YOUR TASK: Return only the line containing "of the forest" and each line after it, exactly as written, through the end of the records.

[Image-grounded pointing data]
·····

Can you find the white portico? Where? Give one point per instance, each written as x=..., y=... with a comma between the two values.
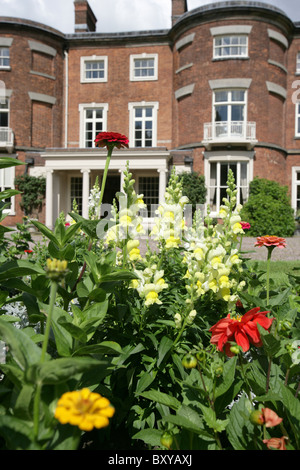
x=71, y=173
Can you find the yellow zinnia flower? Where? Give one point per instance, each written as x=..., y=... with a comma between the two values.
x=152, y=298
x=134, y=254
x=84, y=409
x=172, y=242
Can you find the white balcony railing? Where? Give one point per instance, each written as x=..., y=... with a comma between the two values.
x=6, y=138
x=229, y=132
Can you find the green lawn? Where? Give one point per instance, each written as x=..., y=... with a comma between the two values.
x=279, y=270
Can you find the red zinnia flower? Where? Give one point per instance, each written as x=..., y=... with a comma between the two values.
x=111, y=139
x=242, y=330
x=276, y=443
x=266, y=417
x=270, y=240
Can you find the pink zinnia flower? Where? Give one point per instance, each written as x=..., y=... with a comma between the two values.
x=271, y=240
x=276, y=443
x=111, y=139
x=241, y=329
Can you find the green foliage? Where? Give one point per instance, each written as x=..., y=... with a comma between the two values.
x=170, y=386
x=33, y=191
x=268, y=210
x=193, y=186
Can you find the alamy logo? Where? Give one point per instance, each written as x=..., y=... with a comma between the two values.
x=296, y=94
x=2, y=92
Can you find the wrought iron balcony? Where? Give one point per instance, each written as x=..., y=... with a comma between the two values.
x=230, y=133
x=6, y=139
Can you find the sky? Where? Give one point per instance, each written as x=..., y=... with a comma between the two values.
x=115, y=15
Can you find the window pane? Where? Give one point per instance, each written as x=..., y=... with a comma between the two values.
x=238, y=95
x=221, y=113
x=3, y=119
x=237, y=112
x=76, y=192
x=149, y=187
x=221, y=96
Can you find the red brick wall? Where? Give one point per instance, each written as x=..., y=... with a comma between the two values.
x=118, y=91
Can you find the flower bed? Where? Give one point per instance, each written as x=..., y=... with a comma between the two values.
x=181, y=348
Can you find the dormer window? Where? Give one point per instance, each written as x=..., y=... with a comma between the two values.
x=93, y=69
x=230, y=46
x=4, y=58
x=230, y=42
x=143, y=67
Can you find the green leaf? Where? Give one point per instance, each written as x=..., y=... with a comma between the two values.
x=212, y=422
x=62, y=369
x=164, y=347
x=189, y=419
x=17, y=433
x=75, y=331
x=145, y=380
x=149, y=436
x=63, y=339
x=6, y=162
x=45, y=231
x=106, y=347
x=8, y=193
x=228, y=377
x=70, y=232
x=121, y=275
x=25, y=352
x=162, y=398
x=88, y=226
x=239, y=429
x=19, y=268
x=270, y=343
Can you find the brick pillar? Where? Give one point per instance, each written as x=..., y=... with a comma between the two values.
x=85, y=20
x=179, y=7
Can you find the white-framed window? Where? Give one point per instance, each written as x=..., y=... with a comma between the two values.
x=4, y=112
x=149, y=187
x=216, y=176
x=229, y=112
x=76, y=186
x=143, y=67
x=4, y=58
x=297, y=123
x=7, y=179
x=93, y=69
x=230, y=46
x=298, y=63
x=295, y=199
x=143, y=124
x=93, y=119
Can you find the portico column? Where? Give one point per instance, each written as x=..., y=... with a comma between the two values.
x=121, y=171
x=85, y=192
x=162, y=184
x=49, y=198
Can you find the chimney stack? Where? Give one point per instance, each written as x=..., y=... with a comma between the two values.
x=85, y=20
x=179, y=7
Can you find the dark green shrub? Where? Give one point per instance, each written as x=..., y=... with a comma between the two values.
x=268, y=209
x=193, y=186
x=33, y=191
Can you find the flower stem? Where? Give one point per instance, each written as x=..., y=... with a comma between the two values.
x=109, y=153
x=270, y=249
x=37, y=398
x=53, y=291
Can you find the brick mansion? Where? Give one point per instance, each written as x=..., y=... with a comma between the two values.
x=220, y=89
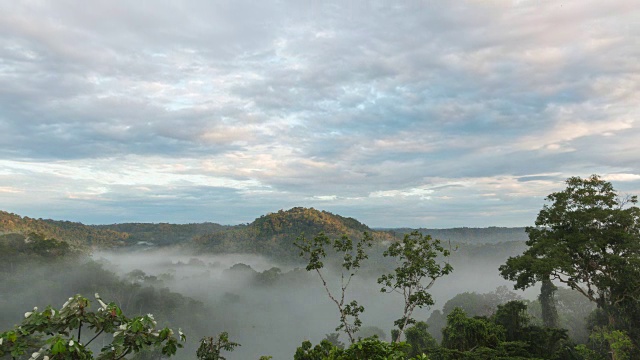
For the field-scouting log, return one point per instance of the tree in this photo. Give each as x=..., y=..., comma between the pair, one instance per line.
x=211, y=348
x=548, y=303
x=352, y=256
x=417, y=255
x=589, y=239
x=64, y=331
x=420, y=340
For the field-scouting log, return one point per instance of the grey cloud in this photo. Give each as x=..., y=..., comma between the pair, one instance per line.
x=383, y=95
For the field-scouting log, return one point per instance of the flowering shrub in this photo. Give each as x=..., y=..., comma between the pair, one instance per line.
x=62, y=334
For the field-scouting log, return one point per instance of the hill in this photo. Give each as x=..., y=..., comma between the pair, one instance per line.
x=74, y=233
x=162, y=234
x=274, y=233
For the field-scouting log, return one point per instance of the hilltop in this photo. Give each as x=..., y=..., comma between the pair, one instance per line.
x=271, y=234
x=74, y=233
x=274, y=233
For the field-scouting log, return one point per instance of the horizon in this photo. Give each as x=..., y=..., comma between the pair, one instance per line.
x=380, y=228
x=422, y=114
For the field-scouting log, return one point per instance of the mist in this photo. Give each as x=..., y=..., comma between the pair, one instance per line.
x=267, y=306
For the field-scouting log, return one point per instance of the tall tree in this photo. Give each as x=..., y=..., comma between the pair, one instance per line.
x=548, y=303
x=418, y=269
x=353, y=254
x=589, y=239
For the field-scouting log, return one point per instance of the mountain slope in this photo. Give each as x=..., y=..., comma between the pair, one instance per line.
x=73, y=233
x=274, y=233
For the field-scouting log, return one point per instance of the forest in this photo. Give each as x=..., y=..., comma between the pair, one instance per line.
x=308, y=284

·····

TASK RESPONSE:
For the field-scouting log, return one point per instance of the forest in this photo. Give each as x=..., y=..., comma between the pair, one instance per line.
x=308, y=284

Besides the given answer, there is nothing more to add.